[Your objective]: Please repeat only the stretch of records running from the first line through the line that contains "[[[202,53],[98,86],[164,168],[212,118]]]".

===== Source data =====

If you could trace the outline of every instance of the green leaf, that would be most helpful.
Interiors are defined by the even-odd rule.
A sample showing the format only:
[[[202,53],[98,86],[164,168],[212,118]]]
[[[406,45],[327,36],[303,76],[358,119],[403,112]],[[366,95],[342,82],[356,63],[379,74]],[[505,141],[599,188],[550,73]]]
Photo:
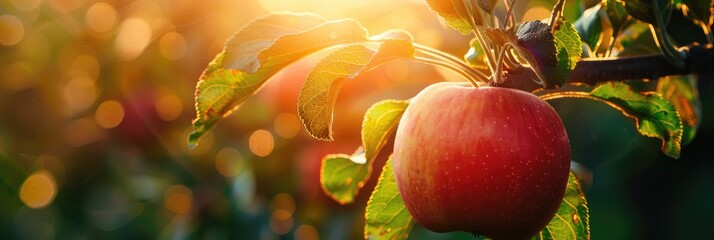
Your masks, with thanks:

=====

[Answer section]:
If you could trace the outline of every instance of the green leaf, that would be most helpful.
Interiors are defined by the even-odd rule.
A sample showing the format only:
[[[202,53],[98,86],[164,168],[212,118]]]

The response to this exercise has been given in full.